• DATA PROVIDED
=-=-=

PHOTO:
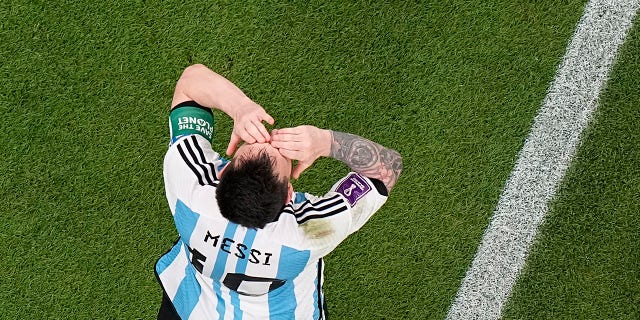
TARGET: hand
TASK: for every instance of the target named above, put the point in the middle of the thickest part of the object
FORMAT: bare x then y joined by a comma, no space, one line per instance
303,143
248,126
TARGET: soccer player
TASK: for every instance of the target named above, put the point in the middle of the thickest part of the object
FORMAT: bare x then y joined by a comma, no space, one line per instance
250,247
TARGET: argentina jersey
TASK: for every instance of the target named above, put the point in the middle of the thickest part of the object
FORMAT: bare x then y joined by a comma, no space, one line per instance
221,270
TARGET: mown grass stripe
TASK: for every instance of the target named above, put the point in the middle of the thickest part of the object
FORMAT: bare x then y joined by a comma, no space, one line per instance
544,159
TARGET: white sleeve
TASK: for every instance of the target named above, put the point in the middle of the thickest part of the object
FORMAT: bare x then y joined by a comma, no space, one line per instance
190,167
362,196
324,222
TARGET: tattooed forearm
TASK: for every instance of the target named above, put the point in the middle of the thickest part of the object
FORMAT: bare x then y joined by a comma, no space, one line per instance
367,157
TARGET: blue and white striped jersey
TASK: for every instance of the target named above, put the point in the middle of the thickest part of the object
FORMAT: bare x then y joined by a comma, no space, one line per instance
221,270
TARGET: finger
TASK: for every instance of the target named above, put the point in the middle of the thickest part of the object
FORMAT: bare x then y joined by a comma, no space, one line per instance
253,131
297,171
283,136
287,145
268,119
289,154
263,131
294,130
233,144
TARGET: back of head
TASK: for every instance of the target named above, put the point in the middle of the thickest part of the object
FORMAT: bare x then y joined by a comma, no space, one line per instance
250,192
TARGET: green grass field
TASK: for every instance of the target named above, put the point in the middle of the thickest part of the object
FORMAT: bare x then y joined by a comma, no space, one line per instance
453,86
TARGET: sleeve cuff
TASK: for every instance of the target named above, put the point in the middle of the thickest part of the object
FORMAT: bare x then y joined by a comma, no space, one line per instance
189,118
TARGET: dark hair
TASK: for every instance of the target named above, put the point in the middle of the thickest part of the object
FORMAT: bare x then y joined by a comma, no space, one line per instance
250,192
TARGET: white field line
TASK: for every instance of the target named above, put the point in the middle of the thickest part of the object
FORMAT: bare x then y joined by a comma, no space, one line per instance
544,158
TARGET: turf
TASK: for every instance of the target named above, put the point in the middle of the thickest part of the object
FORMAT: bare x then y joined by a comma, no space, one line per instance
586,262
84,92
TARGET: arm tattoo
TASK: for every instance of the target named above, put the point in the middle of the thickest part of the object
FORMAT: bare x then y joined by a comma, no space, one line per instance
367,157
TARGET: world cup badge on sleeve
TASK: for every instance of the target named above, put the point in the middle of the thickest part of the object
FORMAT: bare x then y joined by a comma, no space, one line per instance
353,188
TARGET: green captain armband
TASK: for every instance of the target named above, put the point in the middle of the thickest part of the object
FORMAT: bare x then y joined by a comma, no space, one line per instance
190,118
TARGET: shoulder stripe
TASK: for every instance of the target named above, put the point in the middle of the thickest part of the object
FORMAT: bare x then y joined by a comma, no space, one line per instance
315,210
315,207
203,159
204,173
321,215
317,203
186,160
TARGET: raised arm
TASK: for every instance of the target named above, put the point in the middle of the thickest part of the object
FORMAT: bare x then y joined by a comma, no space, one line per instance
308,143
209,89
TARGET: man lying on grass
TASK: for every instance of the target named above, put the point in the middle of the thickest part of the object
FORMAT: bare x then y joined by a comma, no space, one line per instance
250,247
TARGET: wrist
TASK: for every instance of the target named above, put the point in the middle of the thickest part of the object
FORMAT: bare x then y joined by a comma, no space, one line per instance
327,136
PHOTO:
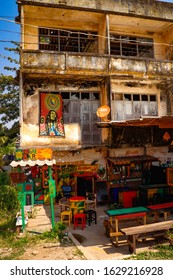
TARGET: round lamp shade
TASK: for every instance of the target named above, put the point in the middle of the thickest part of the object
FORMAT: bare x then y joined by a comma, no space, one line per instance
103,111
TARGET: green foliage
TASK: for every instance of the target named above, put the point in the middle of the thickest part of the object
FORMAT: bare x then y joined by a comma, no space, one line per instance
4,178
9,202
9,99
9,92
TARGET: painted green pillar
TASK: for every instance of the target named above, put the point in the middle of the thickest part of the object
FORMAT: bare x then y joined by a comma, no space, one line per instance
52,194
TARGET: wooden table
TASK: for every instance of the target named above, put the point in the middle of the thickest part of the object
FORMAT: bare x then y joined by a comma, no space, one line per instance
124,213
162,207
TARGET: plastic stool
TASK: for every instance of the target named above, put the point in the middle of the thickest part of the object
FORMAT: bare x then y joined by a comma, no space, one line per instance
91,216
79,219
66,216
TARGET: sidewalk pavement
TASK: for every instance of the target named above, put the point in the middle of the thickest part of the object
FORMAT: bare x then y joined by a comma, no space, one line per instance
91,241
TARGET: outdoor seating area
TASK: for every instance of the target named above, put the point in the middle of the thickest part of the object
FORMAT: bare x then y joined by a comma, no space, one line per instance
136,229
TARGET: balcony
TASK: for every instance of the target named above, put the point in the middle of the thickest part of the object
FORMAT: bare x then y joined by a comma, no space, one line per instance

=-=-=

For each line of the entries that includes "white", show that line.

• PROBLEM SOLUTION
TARGET: white sleeve
TARGET: blue and white striped jersey
TARGET: white field line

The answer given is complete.